*Entries shown:*
--- BEGIN ---

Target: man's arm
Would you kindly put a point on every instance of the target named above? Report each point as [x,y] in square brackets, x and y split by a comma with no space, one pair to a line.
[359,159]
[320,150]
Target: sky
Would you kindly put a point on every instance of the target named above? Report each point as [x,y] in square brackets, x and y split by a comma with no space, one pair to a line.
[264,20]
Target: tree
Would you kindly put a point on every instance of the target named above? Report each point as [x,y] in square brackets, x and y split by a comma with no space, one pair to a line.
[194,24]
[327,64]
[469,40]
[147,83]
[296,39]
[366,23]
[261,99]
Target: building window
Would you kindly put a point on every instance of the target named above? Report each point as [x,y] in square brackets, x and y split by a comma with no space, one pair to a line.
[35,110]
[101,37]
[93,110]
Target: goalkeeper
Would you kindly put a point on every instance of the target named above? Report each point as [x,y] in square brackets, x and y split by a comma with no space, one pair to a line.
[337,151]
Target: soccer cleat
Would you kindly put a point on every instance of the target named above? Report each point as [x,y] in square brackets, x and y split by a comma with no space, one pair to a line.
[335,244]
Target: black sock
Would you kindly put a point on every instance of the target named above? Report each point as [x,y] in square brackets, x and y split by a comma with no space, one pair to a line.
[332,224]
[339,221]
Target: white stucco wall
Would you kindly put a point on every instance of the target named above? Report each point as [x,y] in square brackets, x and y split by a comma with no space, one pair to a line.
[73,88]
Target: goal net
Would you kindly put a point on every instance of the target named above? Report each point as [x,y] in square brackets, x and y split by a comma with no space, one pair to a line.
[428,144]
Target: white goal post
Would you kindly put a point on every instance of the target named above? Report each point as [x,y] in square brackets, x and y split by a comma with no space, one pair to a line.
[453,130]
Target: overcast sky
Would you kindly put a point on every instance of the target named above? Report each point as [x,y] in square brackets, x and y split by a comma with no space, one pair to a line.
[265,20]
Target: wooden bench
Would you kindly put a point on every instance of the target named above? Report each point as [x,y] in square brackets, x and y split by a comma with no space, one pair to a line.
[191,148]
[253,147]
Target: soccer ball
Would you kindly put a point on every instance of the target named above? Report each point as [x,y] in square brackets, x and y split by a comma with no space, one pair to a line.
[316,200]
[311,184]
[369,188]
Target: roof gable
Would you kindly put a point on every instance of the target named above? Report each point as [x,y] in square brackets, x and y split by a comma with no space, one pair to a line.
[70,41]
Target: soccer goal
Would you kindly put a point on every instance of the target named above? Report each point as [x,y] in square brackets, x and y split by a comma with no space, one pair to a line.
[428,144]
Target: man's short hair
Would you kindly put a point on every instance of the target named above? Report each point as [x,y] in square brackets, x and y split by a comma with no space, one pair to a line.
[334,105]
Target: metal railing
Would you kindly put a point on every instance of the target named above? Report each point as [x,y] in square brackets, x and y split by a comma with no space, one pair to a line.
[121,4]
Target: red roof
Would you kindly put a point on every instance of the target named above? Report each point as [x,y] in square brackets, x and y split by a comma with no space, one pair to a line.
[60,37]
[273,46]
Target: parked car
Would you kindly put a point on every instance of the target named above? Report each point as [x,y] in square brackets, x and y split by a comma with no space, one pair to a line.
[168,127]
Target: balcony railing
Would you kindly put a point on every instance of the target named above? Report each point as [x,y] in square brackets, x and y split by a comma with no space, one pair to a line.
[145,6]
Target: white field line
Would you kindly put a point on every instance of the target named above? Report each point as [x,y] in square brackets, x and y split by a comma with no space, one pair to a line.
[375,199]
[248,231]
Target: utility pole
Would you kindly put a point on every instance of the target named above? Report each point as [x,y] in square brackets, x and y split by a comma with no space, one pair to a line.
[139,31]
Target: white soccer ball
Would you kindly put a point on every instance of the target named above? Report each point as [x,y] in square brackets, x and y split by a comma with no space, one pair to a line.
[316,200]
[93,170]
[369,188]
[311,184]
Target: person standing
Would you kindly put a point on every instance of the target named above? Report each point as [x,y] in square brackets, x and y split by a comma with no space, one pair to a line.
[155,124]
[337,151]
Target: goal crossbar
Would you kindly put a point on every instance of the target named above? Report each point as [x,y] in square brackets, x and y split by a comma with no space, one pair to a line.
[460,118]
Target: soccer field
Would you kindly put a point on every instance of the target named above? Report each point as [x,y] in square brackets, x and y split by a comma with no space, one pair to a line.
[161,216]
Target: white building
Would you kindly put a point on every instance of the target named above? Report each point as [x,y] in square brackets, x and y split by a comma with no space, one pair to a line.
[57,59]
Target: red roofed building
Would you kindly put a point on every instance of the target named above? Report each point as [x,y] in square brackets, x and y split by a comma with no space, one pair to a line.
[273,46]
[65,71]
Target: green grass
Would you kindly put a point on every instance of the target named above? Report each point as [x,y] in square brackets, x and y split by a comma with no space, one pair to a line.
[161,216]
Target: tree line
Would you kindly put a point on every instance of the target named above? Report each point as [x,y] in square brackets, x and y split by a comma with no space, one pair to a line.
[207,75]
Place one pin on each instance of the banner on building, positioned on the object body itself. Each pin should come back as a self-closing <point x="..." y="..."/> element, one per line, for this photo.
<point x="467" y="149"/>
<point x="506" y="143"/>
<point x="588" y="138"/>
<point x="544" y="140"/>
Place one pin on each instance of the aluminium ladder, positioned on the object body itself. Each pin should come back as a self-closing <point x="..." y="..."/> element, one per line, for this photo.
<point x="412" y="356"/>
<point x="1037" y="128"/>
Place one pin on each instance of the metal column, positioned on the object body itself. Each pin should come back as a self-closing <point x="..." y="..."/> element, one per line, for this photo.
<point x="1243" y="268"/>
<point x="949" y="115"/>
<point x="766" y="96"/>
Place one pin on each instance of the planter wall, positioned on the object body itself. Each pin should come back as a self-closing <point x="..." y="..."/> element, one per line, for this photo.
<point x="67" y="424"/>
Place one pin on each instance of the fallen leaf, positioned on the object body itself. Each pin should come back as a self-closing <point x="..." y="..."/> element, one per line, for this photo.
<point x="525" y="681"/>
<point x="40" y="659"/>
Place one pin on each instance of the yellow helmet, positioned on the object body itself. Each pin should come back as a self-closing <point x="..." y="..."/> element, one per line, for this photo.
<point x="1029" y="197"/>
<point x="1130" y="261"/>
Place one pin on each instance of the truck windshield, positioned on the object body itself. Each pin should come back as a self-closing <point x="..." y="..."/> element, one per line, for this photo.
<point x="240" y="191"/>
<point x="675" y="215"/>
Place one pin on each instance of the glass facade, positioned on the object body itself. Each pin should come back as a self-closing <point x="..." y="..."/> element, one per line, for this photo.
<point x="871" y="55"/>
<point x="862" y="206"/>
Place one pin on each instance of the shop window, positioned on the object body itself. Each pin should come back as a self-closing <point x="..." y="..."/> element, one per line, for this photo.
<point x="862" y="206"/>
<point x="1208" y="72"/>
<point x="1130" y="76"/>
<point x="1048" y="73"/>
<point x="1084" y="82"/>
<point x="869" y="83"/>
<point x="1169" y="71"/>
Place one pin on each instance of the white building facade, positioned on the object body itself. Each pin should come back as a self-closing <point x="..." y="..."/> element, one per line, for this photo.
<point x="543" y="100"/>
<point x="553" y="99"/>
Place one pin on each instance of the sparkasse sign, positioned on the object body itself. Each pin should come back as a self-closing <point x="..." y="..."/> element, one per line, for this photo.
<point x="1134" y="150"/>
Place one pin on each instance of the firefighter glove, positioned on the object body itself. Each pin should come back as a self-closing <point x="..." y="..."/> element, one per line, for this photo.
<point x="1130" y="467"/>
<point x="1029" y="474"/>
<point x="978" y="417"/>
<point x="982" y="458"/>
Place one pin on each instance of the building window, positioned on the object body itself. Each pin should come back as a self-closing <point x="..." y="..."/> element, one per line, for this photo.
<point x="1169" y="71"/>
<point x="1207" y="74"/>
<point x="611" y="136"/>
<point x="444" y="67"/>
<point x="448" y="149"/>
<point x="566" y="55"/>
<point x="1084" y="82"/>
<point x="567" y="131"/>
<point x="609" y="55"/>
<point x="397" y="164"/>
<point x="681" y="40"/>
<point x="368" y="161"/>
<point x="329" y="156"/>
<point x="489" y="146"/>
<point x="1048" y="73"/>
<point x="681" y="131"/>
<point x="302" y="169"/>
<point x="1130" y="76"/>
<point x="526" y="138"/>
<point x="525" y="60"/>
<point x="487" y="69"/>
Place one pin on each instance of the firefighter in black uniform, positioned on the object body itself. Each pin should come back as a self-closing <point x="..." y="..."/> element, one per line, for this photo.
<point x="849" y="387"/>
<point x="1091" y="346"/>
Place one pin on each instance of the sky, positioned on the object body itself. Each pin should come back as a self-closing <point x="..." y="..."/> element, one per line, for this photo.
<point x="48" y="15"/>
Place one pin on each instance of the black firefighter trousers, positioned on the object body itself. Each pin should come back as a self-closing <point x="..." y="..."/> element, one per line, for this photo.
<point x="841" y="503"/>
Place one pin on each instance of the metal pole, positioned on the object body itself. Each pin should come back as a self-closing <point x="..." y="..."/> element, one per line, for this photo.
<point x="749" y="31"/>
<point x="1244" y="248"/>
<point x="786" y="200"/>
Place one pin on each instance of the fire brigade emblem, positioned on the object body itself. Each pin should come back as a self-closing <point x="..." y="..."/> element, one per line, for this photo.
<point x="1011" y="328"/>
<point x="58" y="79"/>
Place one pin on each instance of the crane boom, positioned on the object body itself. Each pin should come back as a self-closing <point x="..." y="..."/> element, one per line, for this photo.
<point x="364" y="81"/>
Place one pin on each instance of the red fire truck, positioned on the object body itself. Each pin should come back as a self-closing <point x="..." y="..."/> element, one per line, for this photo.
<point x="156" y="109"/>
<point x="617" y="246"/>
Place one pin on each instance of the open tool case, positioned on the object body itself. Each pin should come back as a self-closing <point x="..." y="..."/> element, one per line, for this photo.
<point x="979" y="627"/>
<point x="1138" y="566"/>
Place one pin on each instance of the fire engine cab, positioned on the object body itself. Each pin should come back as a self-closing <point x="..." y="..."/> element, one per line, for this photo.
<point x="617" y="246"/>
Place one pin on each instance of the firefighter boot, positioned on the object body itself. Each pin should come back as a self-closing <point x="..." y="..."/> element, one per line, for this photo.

--- END ---

*Short task:* Give back the lines above exactly, from the one with "Place one pin on each instance of the open" through the last line.

*Solution:*
Place one pin on each instance of the open tool case, positioned on the object body itself. Each pin should come back as a self-closing <point x="..." y="..."/> element, one per line, for this photo.
<point x="979" y="627"/>
<point x="1138" y="566"/>
Place one pin on each instance of the fire engine cab, positioned on the object body itself. Each pin should come back as a self-closing <point x="..." y="..."/> element, one per line, for this photo.
<point x="617" y="246"/>
Place one pin on each instance of the firefighter boot, positioned on the object body itself. Each pin should come back as a self-closing <point x="..." y="..."/> element, one per line, for this photo.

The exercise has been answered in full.